• **Requirement**
Output all the data exactly as it appears below.

[Source data]
========

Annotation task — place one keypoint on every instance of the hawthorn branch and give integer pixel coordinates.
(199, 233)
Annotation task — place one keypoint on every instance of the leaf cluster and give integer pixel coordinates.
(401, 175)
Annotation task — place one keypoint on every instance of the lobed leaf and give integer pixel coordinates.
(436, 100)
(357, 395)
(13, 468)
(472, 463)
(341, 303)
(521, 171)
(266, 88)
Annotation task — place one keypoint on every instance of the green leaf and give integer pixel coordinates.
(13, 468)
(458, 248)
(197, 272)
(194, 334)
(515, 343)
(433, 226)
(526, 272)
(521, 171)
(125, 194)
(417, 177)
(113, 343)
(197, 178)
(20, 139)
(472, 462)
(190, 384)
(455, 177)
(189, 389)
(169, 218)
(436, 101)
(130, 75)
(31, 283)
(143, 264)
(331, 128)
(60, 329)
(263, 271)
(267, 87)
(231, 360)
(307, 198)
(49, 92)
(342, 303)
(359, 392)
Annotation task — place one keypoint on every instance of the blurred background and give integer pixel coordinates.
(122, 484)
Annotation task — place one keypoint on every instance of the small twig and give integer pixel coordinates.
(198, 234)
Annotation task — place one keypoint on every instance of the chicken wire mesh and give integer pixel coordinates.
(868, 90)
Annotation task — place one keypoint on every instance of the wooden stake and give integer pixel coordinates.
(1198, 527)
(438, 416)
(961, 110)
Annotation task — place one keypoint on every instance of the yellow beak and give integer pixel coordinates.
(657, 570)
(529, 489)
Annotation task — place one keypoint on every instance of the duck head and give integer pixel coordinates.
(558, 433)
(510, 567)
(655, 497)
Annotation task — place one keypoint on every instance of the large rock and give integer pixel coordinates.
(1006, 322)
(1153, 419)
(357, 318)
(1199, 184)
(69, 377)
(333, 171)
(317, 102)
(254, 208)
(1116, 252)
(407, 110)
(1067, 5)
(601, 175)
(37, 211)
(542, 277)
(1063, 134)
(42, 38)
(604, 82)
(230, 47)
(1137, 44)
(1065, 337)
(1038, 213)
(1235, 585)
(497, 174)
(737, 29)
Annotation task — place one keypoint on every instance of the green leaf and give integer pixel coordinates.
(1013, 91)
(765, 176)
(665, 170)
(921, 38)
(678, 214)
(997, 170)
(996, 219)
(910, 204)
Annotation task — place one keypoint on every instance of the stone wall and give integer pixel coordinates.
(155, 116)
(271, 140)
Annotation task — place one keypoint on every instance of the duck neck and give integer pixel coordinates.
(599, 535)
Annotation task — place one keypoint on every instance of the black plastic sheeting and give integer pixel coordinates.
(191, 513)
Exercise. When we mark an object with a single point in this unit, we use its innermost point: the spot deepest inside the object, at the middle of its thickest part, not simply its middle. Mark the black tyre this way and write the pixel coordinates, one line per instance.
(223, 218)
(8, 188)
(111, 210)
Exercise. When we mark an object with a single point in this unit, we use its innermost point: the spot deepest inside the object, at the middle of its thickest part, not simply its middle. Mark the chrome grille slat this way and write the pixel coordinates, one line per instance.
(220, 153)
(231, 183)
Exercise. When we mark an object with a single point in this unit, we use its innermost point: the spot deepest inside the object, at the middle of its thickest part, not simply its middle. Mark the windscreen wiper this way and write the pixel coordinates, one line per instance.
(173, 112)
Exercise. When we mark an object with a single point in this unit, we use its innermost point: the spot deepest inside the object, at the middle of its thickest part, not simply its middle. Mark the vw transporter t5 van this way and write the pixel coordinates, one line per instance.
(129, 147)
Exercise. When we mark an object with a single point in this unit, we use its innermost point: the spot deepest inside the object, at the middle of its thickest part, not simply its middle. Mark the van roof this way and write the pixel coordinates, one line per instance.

========

• **Exercise answer**
Annotation task — place one keypoint on every instance of the hawthorn branch and give integer pixel coordinates.
(199, 233)
Annotation task — place one keypoint on every instance of the leaf cluster and give integer pixel coordinates.
(401, 175)
Annotation task — place one keypoint on every instance of the lobed leaf and give integer pixel coordinates.
(436, 100)
(357, 395)
(13, 468)
(472, 463)
(341, 303)
(521, 171)
(266, 88)
Annotation task — place one keypoint on every instance of the green leaf and give integer pixel coordinates.
(13, 468)
(458, 248)
(197, 272)
(194, 334)
(515, 343)
(433, 226)
(526, 272)
(521, 171)
(125, 194)
(417, 177)
(113, 343)
(197, 178)
(20, 139)
(472, 462)
(190, 384)
(455, 177)
(189, 389)
(169, 218)
(436, 101)
(130, 75)
(31, 283)
(143, 264)
(331, 128)
(60, 329)
(263, 271)
(267, 87)
(231, 360)
(307, 198)
(49, 92)
(342, 303)
(359, 392)
Annotation task — place one keypoint on every instance of the blurred background and give integer pixel coordinates.
(122, 484)
Annotation task — place one keypoint on every instance of the small twig and give integer pixel coordinates.
(198, 234)
Annotation task — place one keypoint on every instance of the chicken wire mesh and give integer pixel coordinates.
(868, 90)
Annotation task — place one keypoint on every instance of the wooden stake and give integer pixel coordinates.
(1198, 527)
(438, 416)
(961, 110)
Annotation task — place one keypoint on every instance of the yellow beak and give integer pixel coordinates.
(657, 570)
(529, 489)
Annotation task — place one keypoint on every instance of the duck head and give integer pixel coordinates.
(558, 433)
(510, 567)
(655, 497)
Annotation task — place one keypoint on every instance of the large rock and give integer pixel coordinates.
(1006, 322)
(1153, 419)
(357, 318)
(1199, 184)
(69, 377)
(333, 171)
(317, 102)
(254, 208)
(1116, 252)
(407, 110)
(1067, 5)
(601, 175)
(37, 211)
(542, 277)
(1063, 134)
(42, 38)
(604, 82)
(230, 47)
(1137, 44)
(1065, 337)
(1038, 213)
(1235, 585)
(497, 174)
(737, 29)
Annotation task — place one keypoint on every instance of the green leaf and give integer pixel coordinates.
(1013, 91)
(765, 176)
(665, 170)
(921, 38)
(678, 214)
(997, 170)
(996, 219)
(910, 204)
Annotation task — place one keypoint on every instance of the stone wall and give integer pixel coordinates.
(155, 116)
(271, 140)
Annotation task — place one keypoint on every instance of the duck neck and give integer pixel coordinates.
(599, 535)
Annotation task — place one keypoint on every instance of the black plastic sheeting and give integer pixel coordinates.
(191, 513)
Exercise. When we mark an object with a single point in this unit, we use its innermost point: the spot deepest inside the object, at the middle of its thickest part, not simply its middle. Mark the black tyre this way and write the pixel coordinates, one line per instance.
(223, 218)
(8, 188)
(111, 210)
Exercise. When we mark an object with a single point in this unit, we use its innermost point: the spot deepest inside the object, at the middle of its thickest part, not simply its middle. Mark the chrome grille slat this way and write the pixel coordinates, one line per instance.
(220, 153)
(231, 183)
Exercise. When we mark an object with a single point in this unit, we use its innermost point: the spot deepest inside the object, at the middle of its thickest part, not simply its middle. Mark the windscreen wiper this way and write the pixel coordinates, one line per instance.
(173, 112)
Exercise. When we mark an object with a single point in this unit, we use its innermost point: the spot deepest inside the object, at the middle of its thickest part, not simply its middle. Mark the vw transporter t5 van this way and write the pixel coordinates, one line per instance.
(129, 147)
Exercise. When we mark an object with a single point in this unit, we use its innermost point: the spot deepest inside the object, at the middle of its thickest part, not simply its middle. Mark the van roof this way and write the pixel coordinates, one line per instance.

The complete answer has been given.